> Available records

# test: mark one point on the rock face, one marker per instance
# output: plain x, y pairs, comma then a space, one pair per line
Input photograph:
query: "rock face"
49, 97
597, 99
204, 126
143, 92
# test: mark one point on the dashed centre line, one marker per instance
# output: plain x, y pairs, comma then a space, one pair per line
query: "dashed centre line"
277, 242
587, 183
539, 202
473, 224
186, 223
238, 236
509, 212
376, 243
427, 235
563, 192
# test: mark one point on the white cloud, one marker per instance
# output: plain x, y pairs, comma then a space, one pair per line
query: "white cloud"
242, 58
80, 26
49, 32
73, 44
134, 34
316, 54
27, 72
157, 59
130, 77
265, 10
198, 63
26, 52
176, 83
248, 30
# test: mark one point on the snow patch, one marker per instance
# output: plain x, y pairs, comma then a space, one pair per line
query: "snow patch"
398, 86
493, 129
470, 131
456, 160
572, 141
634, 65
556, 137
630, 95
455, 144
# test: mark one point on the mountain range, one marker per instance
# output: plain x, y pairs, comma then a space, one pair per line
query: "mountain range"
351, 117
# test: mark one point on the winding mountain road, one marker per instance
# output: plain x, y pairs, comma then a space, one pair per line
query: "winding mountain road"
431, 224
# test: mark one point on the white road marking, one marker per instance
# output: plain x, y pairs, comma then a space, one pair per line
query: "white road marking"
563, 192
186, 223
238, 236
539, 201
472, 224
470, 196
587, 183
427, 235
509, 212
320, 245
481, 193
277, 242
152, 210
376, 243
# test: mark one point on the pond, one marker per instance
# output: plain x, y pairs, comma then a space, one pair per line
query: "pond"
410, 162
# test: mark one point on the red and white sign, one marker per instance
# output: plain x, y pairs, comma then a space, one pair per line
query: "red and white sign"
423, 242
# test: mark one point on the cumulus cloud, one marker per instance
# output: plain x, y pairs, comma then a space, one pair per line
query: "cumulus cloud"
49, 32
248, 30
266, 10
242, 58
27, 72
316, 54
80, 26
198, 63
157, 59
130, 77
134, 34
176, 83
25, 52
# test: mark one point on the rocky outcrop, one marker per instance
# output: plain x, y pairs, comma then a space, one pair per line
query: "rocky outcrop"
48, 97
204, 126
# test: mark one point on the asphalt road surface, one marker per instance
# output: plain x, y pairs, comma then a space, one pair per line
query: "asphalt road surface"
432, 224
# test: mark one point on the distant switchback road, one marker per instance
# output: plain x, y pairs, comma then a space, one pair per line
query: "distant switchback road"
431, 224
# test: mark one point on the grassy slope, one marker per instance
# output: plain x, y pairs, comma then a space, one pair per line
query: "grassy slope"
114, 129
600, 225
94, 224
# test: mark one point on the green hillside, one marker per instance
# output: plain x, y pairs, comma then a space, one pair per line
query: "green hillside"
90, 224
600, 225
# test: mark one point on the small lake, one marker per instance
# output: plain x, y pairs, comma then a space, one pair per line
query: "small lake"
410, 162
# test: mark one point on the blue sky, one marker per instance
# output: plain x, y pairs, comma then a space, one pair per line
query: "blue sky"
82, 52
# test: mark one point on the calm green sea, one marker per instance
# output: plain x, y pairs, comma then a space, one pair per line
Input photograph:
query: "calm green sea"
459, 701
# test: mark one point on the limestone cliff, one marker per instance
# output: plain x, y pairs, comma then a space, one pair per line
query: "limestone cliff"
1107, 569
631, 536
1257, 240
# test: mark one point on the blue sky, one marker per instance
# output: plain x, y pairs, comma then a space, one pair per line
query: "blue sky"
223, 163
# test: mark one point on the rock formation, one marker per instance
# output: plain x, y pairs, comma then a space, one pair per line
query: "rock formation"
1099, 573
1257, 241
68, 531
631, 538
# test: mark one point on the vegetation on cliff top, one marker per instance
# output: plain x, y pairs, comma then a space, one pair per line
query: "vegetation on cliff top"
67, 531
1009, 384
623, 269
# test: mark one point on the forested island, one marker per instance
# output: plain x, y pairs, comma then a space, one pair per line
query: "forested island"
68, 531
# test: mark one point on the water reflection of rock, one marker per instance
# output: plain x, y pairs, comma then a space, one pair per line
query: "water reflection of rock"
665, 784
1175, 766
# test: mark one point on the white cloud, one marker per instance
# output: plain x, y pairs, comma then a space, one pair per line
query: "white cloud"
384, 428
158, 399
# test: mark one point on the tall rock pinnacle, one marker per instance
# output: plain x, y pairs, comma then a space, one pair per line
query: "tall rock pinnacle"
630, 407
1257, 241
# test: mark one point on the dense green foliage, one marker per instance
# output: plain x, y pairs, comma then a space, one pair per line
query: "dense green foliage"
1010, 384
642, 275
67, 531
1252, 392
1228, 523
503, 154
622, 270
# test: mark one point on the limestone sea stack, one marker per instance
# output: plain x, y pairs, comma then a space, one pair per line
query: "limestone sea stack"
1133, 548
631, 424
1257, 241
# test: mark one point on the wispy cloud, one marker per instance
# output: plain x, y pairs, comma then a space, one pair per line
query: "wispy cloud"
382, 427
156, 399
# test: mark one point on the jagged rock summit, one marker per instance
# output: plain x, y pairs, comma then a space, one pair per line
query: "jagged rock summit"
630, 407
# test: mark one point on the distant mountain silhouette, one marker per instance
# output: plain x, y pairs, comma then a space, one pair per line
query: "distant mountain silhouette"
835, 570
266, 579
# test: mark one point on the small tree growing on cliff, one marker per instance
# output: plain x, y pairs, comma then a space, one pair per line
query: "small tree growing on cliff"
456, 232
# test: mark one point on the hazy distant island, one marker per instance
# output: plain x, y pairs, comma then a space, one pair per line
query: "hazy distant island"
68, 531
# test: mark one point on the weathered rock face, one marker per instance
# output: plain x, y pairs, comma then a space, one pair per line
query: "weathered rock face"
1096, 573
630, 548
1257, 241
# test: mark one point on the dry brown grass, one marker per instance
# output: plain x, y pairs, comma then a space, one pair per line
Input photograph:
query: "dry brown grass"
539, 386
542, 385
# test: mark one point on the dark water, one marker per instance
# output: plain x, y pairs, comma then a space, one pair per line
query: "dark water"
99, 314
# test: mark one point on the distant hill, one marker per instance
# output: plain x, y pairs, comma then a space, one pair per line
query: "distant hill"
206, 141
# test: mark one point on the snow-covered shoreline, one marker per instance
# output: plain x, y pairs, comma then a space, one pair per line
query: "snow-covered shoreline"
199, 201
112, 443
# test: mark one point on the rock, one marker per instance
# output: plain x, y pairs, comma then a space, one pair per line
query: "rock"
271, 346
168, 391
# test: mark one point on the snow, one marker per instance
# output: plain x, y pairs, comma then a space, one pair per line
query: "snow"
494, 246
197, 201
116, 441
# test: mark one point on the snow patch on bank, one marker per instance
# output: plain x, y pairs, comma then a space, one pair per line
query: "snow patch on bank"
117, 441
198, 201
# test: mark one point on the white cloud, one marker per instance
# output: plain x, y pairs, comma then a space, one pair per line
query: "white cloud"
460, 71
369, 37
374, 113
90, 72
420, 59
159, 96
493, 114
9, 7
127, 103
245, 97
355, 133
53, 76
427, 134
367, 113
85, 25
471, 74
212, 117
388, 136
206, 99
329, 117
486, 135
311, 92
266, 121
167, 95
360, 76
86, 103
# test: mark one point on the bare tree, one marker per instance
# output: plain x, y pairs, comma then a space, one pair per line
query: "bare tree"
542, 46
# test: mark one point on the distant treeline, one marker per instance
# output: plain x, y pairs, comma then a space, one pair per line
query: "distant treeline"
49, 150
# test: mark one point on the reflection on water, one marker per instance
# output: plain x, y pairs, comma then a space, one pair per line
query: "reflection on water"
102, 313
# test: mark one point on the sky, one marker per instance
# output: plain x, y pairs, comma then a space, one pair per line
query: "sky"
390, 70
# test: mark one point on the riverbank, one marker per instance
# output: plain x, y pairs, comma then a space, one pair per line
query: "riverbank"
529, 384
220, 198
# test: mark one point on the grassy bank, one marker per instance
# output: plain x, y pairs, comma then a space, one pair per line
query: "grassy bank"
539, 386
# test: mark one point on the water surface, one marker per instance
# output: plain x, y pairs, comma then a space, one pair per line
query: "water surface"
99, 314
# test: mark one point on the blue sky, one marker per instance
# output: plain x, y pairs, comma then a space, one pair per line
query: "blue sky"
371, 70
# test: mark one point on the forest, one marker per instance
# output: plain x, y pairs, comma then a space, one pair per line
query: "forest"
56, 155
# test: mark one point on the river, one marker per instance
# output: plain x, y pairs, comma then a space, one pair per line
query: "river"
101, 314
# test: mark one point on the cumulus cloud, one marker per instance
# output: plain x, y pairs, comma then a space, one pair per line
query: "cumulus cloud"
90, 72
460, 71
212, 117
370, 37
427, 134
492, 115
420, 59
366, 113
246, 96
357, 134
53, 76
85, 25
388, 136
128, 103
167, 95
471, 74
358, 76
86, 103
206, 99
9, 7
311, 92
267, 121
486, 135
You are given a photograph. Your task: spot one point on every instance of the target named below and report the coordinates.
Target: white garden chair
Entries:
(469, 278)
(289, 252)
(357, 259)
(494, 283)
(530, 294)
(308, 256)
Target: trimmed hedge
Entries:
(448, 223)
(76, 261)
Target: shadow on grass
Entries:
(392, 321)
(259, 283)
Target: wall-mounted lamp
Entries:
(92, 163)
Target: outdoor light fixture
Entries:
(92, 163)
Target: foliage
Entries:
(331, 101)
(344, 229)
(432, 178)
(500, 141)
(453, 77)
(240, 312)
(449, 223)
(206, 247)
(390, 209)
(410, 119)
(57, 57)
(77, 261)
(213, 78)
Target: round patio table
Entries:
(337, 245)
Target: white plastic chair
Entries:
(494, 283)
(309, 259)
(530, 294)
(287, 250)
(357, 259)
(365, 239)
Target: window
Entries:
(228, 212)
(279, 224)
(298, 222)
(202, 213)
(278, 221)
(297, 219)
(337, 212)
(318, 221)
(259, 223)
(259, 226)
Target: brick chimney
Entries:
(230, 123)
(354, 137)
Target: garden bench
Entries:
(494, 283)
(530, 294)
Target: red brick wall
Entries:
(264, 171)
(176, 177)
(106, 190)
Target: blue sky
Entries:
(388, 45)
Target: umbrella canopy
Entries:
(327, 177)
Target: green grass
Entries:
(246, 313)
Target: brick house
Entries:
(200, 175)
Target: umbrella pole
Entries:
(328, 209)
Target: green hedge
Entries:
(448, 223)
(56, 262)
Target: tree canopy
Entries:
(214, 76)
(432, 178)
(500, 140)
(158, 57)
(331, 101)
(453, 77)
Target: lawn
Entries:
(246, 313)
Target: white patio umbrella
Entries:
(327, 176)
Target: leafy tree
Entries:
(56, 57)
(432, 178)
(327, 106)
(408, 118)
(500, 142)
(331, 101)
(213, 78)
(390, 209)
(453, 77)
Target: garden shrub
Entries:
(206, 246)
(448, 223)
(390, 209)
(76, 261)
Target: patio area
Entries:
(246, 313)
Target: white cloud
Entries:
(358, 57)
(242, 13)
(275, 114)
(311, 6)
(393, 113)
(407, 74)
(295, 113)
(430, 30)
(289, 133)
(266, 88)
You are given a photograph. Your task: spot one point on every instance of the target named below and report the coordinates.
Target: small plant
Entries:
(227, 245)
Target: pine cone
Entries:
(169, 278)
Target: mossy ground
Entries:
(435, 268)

> Your instructions
Set down again, word for word, the stretch of records from the line with "Target: green hedge" to the line with "Target: garden shrub", both of those lines included.

> Answer box
Target: green hedge
Entries:
(448, 223)
(56, 262)
Target: tree canopy
Entries:
(214, 76)
(432, 178)
(500, 140)
(158, 57)
(331, 101)
(453, 77)
Target: lawn
Entries:
(246, 313)
Target: white patio umbrella
Entries:
(327, 176)
Target: leafy tree
Entries:
(56, 57)
(432, 178)
(327, 106)
(408, 118)
(500, 142)
(331, 101)
(213, 78)
(390, 209)
(453, 77)
Target: garden shrub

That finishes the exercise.